▸ What is expected
Would you please copy each line of the listing that mentions "point"?

[Start of Attachment]

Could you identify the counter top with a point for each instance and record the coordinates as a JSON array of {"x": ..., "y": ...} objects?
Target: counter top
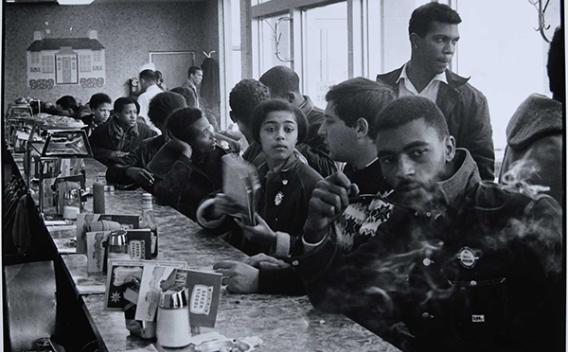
[{"x": 284, "y": 323}]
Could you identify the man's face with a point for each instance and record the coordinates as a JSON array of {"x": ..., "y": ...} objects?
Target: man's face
[
  {"x": 102, "y": 113},
  {"x": 338, "y": 136},
  {"x": 196, "y": 77},
  {"x": 204, "y": 136},
  {"x": 127, "y": 117},
  {"x": 413, "y": 158},
  {"x": 436, "y": 49},
  {"x": 279, "y": 135}
]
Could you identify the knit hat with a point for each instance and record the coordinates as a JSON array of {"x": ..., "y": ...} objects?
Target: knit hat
[{"x": 162, "y": 105}]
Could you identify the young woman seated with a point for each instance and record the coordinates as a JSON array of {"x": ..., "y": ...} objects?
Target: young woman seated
[{"x": 286, "y": 184}]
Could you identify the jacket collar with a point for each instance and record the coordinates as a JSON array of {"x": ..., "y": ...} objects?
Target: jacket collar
[
  {"x": 455, "y": 187},
  {"x": 447, "y": 93}
]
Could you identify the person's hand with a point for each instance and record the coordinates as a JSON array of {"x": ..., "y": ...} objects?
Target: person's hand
[
  {"x": 263, "y": 261},
  {"x": 260, "y": 233},
  {"x": 140, "y": 176},
  {"x": 179, "y": 145},
  {"x": 240, "y": 277},
  {"x": 329, "y": 200},
  {"x": 117, "y": 154},
  {"x": 224, "y": 205}
]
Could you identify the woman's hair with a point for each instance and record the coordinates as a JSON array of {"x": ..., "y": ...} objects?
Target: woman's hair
[
  {"x": 121, "y": 102},
  {"x": 262, "y": 110},
  {"x": 179, "y": 123},
  {"x": 99, "y": 99}
]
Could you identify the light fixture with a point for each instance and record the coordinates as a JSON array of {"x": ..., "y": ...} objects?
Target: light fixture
[{"x": 75, "y": 2}]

[End of Attachment]

▸ Task answer
Could you identify the counter top with a point for each instance and record the coordinates as a JSON array of {"x": ..., "y": ...} objects?
Could you identify the man's face with a point for each instance and record the coordinates as a JSON array of {"x": ..., "y": ...} objects?
Could you identify the knit hat with a point for each instance and record the coordinates as a JSON array of {"x": ..., "y": ...} objects?
Could you identify the young woman seated with a point for each instance and record the coordinates as a JSON array of {"x": ..., "y": ...} objects?
Could you identify the jacket collar with a point for each instance and record the coordinates as a JSON array of {"x": ..., "y": ...} objects?
Could you identify the person's hand with a point for each instance and record the coordinates as a JSON array of {"x": ..., "y": ...} objects?
Could you identify the woman's hair with a point for each instance and record the coordinates as a JSON array of {"x": ..., "y": ...} objects?
Could you identify the light fixture with a point for each instance and record the coordinates as a JSON array of {"x": ..., "y": ...} objects?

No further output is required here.